▸ Description of the task:
Print the part of the GPTQ quantization text that starts with "W[:, col_idx +" and goes on through "the AutoGPTQ library.".

▸ Text provided:
OBQ error minimization objective:
argmin_Q ||WX - QX||_F^2
Where W is the original weight, Q is the quantized weight, and X is the input activation.
Hessian-based weight update:
After quantizing each weight, the resulting error is propagated to the remaining weights using the inverse Hessian H^(-1).
import torch
import math
def gptq_quantize_weight(weight: torch.Tensor,
hessian: torch.Tensor,
num_bits: int = 4,
group_size: int = 128,
damp_percent: float = 0.01):
"""
Quantize weights using the GPTQ algorithm
Args:
weight: [out_features, in_features] weight matrix
hessian: [in_features, in_features] Hessian matrix (H = 2 * X @ X.T)
num_bits: quantization bit count
group_size: group size
damp_percent: damping ratio for Hessian stabilization
"""
W = weight.clone().float()
n_rows, n_cols = W.shape
# Hessian damping (numerical stability)
H = hessian.clone().float()
dead_cols = torch.diag(H) == 0
H[dead_cols, dead_cols] = 1
W[:, dead_cols] = 0
damp = damp_percent * H.diag().mean()
H.diagonal().add_(damp)
# Inverse Hessian via Cholesky decomposition
H_inv = torch.linalg.cholesky(H)
H_inv = torch.cholesky_inverse(H_inv)
H_inv = torch.linalg.cholesky(H_inv, upper=True)
Q = torch.zeros_like(W)
Losses = torch.zeros_like(W)
q_max = 2 ** (num_bits - 1) - 1
for col_idx in range(n_cols):
w_col = W[:, col_idx]
h_inv_diag = H_inv[col_idx, col_idx]
# Compute per-group scale
if group_size != -1 and col_idx % group_size == 0:
group_end = min(col_idx + group_size, n_cols)
w_group = W[:, col_idx:group_end]
max_abs = w_group.abs().max(dim=1)[0].unsqueeze(1)
scale = max_abs / q_max
scale = torch.clamp(scale, min=1e-8)
# Quantize
q_col = torch.clamp(torch.round(w_col / scale.squeeze()), -q_max, q_max)
q_col = q_col * scale.squeeze()
Q[:, col_idx] = q_col
# Quantization error
err = (w_col - q_col) / h_inv_diag
Losses[:, col_idx] = err ** 2 / 2
# Propagate error to remaining weights (the key step!)
W[:, col_idx + 1:] -= err.unsqueeze(1) * H_inv[col_idx, col_idx + 1:].unsqueeze(0)
return Q, Losses
5.2 Using AutoGPTQ
Practical GPTQ quantization uses the AutoGPTQ library.

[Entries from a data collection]
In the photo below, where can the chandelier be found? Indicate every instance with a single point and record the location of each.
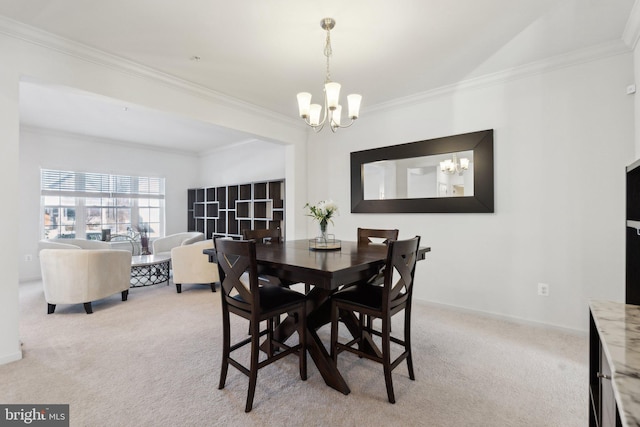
(453, 165)
(332, 109)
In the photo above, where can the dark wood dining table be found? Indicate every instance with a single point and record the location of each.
(326, 271)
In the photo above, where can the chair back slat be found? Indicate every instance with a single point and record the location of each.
(402, 256)
(238, 269)
(366, 234)
(265, 235)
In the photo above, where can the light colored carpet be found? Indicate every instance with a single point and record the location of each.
(154, 360)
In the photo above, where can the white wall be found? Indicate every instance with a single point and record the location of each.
(248, 162)
(562, 140)
(52, 150)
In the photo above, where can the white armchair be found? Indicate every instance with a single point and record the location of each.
(77, 276)
(190, 265)
(163, 245)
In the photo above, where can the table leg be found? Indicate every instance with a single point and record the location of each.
(318, 307)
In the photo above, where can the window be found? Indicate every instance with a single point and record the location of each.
(81, 205)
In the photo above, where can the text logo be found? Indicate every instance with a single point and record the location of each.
(34, 415)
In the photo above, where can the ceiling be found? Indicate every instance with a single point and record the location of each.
(264, 52)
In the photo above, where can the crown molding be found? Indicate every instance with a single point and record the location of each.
(86, 53)
(631, 33)
(108, 141)
(577, 57)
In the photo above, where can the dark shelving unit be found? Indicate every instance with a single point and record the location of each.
(228, 210)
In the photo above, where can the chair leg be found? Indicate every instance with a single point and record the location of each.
(386, 358)
(226, 345)
(87, 307)
(302, 332)
(270, 326)
(407, 341)
(334, 333)
(253, 370)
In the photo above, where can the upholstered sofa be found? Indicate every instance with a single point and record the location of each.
(72, 244)
(77, 276)
(163, 245)
(84, 244)
(190, 265)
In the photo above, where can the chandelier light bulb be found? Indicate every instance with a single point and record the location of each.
(314, 114)
(332, 90)
(354, 105)
(335, 116)
(304, 102)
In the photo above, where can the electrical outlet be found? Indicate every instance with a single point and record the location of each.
(543, 289)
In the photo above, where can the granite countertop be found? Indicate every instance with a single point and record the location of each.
(619, 327)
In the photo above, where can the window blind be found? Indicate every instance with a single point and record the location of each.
(85, 184)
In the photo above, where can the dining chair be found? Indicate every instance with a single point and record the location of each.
(381, 236)
(263, 235)
(381, 302)
(366, 234)
(242, 295)
(269, 236)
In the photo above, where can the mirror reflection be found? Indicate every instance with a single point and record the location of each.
(442, 175)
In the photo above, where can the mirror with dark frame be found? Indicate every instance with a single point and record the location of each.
(450, 174)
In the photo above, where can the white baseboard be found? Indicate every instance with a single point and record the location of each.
(11, 357)
(513, 319)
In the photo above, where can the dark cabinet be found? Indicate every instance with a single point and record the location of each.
(603, 410)
(633, 235)
(228, 210)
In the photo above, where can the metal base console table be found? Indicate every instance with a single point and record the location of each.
(147, 270)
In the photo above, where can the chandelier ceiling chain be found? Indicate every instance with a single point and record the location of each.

▸ Solution to this exercise:
W[:, col_idx + 1:] -= err.unsqueeze(1) * H_inv[col_idx, col_idx + 1:].unsqueeze(0)
return Q, Losses
5.2 Using AutoGPTQ
Practical GPTQ quantization uses the AutoGPTQ library.